• Kurze Aufgabe:
Gib aus dem Text über Reinhard Raffalt den Abschnitt wieder, der mit den Worten „Das Buch „Ein“ beginnt und mit „können sich freuen.“ endet. Ersetze dabei „Passau“ durch „Regensburg“.

Das Buch „Ein Leben für die Kultur“ ist anlässlich des 100. Geburtstags von Reinhard Raffalt, der am 15. Mai 1923 in Passau geboren wurde, in zweiter Auflage erschienen. Zu diesem Anlass wurde es von seinem Autor Julian Traut neu durchgesehen und erweitert. Freunde gelungener Biografien über Persönlichkeiten von Format können sich freuen.

„Reinhard Raffalt (1923–1976) zwischen Bayern, Deutschland und Italien“ lautet der Untertitel des beim Verlag Pustet herausgegebenen Werkes. Damit wird bereits der geografische Wirkungsbereich des hochgebildeten bayerischen Schriftstellers und Journalisten umschrieben. Doch es gibt noch weitere Wirkungsbereiche, die von der Person Raffalts beackert wurden: Musik, Kunst und Kirche.

Der studierte Kirchenmusiker promovierte in seinem Fach und war vielfältig als Organist unterwegs. Mit dieser seiner ersten Liebe verdiente er sich nicht nur während seines Studiums den Lebensunterhalt. In Rom sollte er später die Stelle eines Organisten an der deutschen Nationalkirche Santa Maria dell’Anima erhalten; ebenso einen Lehrauftrag für Kirchenmusik am Collegium Romanum. Mit den weiteren Studienfächer Philosophie und Kunstgeschichte ausgestattet erhielt Raffalt die Stelle eines „Vatikankorrespondenten“ der „Passauer Neuen Presse“.

„Ganz ohne Zweifel übte Rom mit seiner Geschichte und Kultur, mit dem Vatikan als Zentrum des Katholizismus und seinem kosmopolitischen Charme eine enorme Anziehungskraft auf den jungen Raffalt aus.“

In Rom entstanden die berühmten fünf Italien-Büchern von Raffalt, die zu Bestsellern wurden und den Autor erstmals in Deutschland bekannt machten. (Rom. Leben mit Rom. 5 Bände: Concerto Romano, Fantasia Romana, Sinfonia Vaticana, Cantata Romana. Römische Kirchen, Divertimento Romano. Leben in Rom).

Das Römische Institut der Görres Gesellschaft stellt die Frage, wer dieser Mann war, „der in den Jahrzehnten nach dem Zweiten Weltkrieg in Bayern, Deutschland und auch Italien einen so klingenden Namen hatte“, und warum er heute beinahe vergessen ist.

Die Antwort: „Journalist, Schriftsteller, Kulturvermittler und Musiker – Reinhard Raffalt (1923–1976) war ein Mann mit vielen Begabungen. Mit seinen Büchern, Hörfunksendungen und Filmen begeisterte er Millionen Menschen nördlich und südlich der Alpen. Er war Bayerns Stimme in Rom. Zudem gestaltete er in den 1950er-, 60er- und 70er-Jahren die auswärtige Kulturpolitik der Bundesrepublik Deutschland mit.“

Tatsächlich war Raffalt ein unermüdlich Wirkender. So weiß heute fast niemand mehr, dass er für die junge Bundesrepublik „Sonderbeauftragter des Auswärtigen Amtes für die deutschen Kulturinstitute in Asien und Afrika“ gewesen ist.

• Zeilen aus einem Zeige-Datensatz:

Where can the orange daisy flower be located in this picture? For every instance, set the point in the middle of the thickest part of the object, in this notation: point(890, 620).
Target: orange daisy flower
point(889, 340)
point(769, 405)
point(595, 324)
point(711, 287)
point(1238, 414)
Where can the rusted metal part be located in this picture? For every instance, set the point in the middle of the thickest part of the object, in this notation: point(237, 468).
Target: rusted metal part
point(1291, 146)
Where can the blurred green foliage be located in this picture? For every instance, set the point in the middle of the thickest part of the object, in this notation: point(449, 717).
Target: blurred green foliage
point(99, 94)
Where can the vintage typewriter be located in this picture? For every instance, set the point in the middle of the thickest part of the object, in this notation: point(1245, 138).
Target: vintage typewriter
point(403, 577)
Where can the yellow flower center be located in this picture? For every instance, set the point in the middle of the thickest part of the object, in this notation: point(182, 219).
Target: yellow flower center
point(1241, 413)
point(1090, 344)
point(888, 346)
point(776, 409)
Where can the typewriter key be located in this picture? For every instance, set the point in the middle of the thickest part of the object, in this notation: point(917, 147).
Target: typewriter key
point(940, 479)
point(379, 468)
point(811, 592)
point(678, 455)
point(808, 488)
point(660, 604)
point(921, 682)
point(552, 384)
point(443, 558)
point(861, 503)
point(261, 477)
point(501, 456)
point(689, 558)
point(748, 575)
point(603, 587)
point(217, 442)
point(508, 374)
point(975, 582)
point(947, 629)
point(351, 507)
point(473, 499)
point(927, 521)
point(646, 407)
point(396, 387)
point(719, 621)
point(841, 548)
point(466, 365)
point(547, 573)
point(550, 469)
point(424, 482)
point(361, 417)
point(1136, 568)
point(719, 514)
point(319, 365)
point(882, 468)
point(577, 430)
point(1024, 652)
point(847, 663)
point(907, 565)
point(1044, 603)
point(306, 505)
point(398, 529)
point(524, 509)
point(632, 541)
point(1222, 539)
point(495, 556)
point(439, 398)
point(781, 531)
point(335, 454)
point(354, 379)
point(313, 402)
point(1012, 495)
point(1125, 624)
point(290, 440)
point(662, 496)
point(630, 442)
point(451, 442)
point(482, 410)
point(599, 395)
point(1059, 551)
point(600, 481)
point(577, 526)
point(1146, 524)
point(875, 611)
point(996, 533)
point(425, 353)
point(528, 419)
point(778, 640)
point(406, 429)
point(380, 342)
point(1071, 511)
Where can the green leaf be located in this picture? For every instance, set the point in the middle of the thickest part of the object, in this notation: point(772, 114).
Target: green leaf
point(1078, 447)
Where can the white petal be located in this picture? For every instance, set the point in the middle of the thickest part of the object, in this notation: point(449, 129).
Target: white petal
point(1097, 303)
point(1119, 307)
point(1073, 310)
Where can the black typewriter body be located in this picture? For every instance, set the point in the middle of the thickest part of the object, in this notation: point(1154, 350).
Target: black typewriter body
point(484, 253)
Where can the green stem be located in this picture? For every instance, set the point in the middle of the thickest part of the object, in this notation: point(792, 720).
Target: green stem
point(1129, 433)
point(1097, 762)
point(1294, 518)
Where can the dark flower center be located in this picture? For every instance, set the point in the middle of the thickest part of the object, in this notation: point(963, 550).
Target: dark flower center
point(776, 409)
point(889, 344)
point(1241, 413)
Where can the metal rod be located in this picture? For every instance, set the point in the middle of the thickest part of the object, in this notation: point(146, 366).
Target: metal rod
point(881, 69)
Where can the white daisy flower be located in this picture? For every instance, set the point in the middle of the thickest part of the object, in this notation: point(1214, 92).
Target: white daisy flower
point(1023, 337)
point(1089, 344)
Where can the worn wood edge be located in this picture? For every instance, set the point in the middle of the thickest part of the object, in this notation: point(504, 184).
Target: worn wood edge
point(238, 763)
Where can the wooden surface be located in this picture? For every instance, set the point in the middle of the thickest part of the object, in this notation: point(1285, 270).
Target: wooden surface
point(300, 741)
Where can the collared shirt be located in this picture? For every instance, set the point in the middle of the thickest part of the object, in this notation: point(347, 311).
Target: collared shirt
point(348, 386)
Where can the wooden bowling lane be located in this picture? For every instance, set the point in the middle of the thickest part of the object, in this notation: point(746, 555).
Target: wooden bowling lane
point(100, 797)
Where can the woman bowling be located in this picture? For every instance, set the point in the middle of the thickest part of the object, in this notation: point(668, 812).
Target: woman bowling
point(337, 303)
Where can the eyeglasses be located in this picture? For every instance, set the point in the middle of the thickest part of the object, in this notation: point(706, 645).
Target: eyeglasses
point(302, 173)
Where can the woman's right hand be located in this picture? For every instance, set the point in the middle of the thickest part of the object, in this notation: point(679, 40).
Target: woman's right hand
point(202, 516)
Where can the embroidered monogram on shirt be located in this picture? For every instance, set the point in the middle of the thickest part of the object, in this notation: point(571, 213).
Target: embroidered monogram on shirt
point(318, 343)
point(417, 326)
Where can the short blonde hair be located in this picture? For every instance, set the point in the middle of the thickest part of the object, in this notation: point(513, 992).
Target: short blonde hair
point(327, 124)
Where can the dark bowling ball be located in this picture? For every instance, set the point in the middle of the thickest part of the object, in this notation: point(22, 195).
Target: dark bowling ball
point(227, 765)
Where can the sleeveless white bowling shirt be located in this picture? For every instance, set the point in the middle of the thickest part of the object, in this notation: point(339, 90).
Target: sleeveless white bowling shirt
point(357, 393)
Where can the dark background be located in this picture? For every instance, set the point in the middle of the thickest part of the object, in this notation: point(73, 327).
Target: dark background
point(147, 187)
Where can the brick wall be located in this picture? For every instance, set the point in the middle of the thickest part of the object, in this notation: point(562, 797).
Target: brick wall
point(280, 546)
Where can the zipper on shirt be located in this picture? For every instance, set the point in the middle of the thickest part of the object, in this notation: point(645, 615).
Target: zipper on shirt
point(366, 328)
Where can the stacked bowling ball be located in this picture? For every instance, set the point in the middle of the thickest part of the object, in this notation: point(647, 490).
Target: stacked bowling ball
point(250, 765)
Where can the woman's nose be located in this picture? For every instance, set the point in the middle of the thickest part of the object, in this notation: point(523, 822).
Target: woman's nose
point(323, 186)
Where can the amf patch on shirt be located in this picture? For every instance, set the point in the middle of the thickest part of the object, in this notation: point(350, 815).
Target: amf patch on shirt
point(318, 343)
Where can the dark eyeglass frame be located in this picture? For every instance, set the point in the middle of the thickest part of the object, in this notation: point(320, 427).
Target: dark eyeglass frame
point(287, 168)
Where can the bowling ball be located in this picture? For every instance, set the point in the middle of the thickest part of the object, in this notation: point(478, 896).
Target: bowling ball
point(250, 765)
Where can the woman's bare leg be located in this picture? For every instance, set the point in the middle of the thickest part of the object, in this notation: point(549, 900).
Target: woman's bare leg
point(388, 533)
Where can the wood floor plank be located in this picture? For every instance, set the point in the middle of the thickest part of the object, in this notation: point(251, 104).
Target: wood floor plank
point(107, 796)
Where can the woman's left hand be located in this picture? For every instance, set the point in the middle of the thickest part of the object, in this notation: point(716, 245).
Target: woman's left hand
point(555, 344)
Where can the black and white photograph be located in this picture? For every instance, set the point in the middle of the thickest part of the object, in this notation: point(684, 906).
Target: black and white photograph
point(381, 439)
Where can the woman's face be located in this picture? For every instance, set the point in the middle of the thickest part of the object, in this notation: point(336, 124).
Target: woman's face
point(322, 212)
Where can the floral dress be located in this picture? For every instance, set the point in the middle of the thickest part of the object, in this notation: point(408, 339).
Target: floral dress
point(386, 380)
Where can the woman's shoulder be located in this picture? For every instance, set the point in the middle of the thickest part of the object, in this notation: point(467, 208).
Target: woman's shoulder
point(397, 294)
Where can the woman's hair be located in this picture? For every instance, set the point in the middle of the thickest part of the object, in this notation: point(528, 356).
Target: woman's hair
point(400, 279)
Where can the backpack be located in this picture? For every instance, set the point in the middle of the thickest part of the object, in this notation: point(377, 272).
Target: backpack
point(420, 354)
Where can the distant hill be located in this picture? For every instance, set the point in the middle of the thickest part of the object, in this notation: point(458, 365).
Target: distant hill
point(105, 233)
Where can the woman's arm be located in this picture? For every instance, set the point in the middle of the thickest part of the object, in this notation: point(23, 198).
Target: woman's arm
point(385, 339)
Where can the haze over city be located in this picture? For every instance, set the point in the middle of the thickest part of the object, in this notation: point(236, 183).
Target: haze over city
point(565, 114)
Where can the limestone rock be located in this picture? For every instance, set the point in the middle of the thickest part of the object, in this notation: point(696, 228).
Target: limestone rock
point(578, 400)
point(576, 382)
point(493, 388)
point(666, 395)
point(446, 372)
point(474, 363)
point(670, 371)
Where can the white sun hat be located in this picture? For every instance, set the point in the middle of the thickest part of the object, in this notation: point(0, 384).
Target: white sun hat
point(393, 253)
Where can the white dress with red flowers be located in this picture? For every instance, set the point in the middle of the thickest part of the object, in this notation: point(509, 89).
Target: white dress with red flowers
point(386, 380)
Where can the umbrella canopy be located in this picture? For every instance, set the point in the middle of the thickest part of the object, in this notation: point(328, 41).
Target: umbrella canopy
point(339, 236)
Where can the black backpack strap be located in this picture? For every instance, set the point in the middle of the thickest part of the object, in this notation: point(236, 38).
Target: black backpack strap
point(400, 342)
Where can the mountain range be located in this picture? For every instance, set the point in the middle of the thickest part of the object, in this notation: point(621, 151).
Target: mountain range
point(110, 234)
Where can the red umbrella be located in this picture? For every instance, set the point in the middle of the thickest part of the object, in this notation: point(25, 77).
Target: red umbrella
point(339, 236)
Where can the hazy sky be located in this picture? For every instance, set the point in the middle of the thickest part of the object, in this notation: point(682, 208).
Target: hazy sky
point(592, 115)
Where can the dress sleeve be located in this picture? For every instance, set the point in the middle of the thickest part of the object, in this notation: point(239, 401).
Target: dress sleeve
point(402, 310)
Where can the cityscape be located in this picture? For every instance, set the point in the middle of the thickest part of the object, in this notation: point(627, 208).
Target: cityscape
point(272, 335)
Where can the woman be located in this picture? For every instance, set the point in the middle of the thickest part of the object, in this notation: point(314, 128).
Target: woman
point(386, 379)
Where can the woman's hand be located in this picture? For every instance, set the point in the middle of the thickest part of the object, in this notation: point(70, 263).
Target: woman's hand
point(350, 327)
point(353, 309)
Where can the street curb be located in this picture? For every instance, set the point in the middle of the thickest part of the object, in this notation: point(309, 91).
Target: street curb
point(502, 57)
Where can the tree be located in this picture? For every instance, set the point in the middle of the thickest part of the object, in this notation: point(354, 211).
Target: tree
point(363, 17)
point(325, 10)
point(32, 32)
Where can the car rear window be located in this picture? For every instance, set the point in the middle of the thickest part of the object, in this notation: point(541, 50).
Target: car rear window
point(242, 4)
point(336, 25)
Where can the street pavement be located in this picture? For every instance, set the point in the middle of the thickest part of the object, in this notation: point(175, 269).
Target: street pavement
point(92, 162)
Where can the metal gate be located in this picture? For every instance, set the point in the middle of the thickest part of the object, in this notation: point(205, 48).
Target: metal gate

• Lösung zur Aufgabe:
Das Buch „Ein Leben für die Kultur“ ist anlässlich des 100. Geburtstags von Reinhard Raffalt, der am 15. Mai 1923 in Regensburg geboren wurde, in zweiter Auflage erschienen. Zu diesem Anlass wurde es von seinem Autor Julian Traut neu durchgesehen und erweitert. Freunde gelungener Biografien über Persönlichkeiten von Format können sich freuen.